* [REQUEST 1]
Answer these questions about the post on bootstrapping a storage cluster:
(a) Which component handles cluster coordination and leader election?
(b) What does BSS stand for, and what does it provide?
(c) Where does each service write and wait on stage completion markers?
* [REQUEST 2] Continue the post on bootstrapping a storage cluster, starting after its final sentence.

* [SUPPLIED PASSAGE]
>>>

Bootstrapping a Storage Cluster with Object Storage Based Workflow & Barriers

Distributed systems often have an awkward first-boot problem.

At a glance, cluster startup sounds simple: provision a few machines, start the services, and let them find each other. In practice, that is rarely how it goes. Before the cluster is healthy, something still has to coordinate startup order:

Which nodes are alive?
Has the metadata/control plane initialized yet?
Is it safe for data services to format local state?
Can followers start, or should they keep waiting?

That is the bootstrap chicken-and-egg problem. You need coordination before the system is fully alive, but the normal coordination machinery is often part of the very system you are still trying to boot.

FractalBits has the same challenge. If you are not already familiar with it, a quick look at the architecture overview may help. The main components referenced in this post are:

RSS (Root Service Server): cluster coordination and leader election
NSS (Namespace Service Server): metadata management
BSS (Blob Storage Server): high-performance blob data storage with io_uring
API Server: S3-compatible HTTP frontend

Bringing those pieces up cleanly requires both global and per-node sequencing.

Some steps are naturally global:

the initial etcd cluster is formed
the root service has published cluster configuration
metadata volume-group configuration is ready

Other steps are naturally per-node:

this machine is up and reachable
this NSS node finished formatting
this BSS node has local disks prepared
this standby node has its mirroring sidecar ready

If these dependencies are not enforced explicitly, you get exactly the kinds of failures that make distributed bootstrap painful:

followers racing ahead of the leader
nodes formatting before cluster-wide configuration exists
startup scripts with hidden ordering assumptions
“works on one cloud image, fails on another” timing bugs

Most systems solve this with a built-in consensus layer, static seed configuration, a dedicated bootstrap controller, or a pile of first-boot scripts. In FractalBits, we took a different route: we use cloud object storage itself as the bootstrap-time coordination plane.

More specifically, each service writes and waits on stage completion markers in S3 or GCS. That gives us a durable, cross-node barrier system before the rest of the control plane is fully available.

<<<

* [Object location annotation records]
>>>

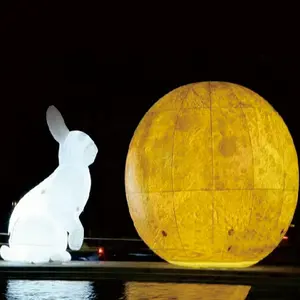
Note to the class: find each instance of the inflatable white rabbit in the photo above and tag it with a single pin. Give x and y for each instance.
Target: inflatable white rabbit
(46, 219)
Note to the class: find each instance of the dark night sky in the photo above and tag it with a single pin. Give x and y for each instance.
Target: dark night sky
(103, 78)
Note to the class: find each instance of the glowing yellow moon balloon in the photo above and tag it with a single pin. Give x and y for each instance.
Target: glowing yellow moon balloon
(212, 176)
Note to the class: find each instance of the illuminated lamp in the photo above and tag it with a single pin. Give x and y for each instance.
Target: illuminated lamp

<<<

* [EXPECTED ANSWER 1]
(a) RSS (Root Service Server)
(b) Blob Storage Server; high-performance blob data storage with io_uring
(c) In S3 or GCS

* [EXPECTED ANSWER 2]
This post explains how that design works, why it has been practical for us and how we plan to evolve it further.

The FractalBits Approach

FractalBits runs a bootstrap binary on each node. Instead of directly coordinating over SSH or relying on the storage cluster’s eventual steady-state control plane, each node interacts with a shared workflow namespace in object storage.

At a high level:

A node completes a stage by uploading a JSON marker object.
A node waits for a dependency by polling object existence or listing a prefix.
Global stages use a single object.
Per-node stages use one object per instance.

The code is straightforward:

workflow.rs implements the barrier layer.
xtask/common/src/stages.rs defines the stage DAG.
Service-specific modules like root_server.rs, nss_server.rs, and bss_server.rs use those barriers to coordinate.

The workflow key layout looks roughly like this:

workflow/<cluster_id>/stages/00-instances-ready/<instance-id>.json
workflow/<cluster_id>/stages/10-etcd-nodes-registered/<instance-id>.json
workflow/<cluster_id>/stages/20-etcd-ready.json
workflow/<cluster_id>/stages/30-rss-initialized.json
workflow/<cluster_id>/stages/40-metadata-vg-ready.json
workflow/<cluster_id>/stages/50-nss-formatted/<instance-id>.json
workflow/<cluster_id>/stages/60-mirrord-ready/<instance-id>.json
workflow/<cluster_id>/stages/70-nss-journal-ready/<instance-id>.json
workflow/<cluster_id>/stages/80-bss-configured/<instance-id>.json
workflow/<cluster_id>/stages/90-services-ready/<instance-id>.json

Each object contains metadata such as instance id, service type, timestamp, version, and sometimes extra fields like the node IP address.

That extra metadata matters. For example, BSS nodes publish their IPs during etcd-nodes-registered, and the bootstrap flow later derives the initial etcd membership from those uploaded markers rather than from a hardcoded list.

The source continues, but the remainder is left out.